Segment Start: Supplied material
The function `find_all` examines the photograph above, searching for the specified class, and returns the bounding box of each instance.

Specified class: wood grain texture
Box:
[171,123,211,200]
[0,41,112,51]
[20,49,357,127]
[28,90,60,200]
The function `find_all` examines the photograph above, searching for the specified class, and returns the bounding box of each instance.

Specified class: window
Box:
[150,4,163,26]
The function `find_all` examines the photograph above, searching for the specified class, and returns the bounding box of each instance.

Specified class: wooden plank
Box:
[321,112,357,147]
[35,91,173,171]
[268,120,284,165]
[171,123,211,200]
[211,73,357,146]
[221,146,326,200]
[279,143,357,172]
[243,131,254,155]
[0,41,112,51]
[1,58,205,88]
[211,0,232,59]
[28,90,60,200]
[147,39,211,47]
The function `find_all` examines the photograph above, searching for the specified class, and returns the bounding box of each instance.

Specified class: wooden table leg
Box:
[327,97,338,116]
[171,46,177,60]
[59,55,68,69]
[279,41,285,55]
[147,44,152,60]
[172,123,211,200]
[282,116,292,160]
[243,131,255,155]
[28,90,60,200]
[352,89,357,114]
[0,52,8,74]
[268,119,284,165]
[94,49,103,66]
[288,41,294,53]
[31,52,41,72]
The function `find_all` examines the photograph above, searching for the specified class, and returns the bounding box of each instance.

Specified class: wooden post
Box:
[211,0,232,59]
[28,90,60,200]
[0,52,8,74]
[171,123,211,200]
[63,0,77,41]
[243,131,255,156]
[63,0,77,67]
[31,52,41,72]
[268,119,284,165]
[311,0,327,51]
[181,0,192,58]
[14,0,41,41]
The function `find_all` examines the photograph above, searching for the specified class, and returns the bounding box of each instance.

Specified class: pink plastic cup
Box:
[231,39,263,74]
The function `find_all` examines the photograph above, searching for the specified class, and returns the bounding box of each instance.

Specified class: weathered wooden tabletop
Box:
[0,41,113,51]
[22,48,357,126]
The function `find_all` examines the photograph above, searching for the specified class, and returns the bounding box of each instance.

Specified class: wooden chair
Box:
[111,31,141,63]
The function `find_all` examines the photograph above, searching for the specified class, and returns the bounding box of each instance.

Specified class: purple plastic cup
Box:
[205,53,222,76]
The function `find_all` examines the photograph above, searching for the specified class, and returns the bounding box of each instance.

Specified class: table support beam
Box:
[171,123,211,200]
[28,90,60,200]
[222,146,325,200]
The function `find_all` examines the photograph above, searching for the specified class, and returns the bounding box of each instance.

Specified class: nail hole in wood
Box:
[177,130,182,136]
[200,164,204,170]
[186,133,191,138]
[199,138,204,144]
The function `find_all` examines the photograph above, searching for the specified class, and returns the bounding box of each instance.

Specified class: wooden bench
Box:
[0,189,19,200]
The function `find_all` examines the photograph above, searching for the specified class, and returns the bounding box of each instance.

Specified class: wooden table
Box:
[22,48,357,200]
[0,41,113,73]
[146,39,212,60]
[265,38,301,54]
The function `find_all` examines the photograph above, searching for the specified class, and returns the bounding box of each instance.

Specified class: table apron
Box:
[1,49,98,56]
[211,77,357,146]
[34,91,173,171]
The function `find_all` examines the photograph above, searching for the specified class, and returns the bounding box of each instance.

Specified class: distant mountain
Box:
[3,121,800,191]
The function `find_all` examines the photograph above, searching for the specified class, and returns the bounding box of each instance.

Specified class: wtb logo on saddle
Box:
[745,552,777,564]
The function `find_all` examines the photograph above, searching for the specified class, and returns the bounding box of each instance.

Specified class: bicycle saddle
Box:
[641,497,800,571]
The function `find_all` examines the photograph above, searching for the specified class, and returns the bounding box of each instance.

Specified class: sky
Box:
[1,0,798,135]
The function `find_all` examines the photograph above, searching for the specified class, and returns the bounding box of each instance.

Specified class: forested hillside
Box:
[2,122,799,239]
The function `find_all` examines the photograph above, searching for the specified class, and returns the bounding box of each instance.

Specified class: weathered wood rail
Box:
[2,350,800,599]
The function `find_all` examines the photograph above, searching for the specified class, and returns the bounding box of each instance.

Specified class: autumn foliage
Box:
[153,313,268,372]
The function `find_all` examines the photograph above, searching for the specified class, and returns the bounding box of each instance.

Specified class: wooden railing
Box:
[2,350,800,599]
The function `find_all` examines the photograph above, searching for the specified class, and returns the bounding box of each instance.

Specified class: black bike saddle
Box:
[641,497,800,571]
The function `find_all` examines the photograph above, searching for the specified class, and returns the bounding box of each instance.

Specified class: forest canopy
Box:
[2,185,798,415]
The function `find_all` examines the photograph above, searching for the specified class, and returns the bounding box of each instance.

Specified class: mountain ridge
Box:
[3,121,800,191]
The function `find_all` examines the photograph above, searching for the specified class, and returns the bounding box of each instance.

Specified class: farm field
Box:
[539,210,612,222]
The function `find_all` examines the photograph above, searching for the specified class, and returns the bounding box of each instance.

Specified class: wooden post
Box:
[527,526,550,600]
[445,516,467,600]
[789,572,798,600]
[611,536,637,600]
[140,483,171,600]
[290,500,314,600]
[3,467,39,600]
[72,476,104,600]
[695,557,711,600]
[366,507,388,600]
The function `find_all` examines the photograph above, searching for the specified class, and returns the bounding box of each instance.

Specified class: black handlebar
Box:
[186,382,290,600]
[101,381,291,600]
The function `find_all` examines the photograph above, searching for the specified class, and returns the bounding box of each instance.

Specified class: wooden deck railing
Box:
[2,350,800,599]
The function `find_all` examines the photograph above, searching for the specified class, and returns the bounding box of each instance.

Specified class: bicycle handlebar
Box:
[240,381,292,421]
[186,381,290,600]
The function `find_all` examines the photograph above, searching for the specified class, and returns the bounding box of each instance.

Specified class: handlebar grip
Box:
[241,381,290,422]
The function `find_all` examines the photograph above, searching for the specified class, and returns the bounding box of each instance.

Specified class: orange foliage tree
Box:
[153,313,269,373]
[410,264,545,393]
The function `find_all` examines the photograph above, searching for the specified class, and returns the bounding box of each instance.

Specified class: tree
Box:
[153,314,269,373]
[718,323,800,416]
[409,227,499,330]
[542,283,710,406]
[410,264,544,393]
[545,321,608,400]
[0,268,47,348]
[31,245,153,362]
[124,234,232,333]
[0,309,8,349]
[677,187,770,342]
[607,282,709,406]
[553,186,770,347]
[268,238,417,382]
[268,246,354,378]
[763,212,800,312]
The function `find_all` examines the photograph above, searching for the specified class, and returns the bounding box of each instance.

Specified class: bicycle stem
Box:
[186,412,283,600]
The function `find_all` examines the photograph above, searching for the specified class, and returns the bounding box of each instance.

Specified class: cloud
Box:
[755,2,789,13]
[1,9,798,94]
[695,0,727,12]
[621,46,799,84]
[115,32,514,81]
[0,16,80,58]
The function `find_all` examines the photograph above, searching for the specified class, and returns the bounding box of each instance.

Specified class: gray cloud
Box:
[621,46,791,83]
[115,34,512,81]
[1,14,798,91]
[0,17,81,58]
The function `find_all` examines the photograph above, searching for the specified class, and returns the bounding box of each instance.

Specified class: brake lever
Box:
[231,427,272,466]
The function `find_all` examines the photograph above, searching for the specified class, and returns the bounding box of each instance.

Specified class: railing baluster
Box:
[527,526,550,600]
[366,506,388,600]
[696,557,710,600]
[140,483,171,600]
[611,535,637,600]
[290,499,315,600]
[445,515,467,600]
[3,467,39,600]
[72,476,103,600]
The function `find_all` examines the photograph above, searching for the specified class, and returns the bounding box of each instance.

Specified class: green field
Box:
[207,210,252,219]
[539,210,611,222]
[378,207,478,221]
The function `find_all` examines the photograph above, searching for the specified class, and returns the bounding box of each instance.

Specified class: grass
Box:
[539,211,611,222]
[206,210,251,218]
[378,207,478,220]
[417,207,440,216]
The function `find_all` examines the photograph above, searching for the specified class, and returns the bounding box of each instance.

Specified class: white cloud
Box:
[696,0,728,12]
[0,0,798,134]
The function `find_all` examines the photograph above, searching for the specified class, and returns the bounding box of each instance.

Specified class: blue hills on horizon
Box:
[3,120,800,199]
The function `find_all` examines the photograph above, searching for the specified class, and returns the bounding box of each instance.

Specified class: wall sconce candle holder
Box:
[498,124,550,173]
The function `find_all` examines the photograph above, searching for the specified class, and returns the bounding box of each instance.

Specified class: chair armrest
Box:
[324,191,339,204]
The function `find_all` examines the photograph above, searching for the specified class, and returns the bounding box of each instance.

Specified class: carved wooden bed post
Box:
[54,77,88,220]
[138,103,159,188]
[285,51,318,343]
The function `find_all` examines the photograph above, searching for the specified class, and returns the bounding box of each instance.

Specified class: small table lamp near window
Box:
Segment End: Supplied material
*Problem details*
From the data above, copy each line that has the string "chair".

*Output of the task*
Specified class: wooden chair
Specified class: chair armrest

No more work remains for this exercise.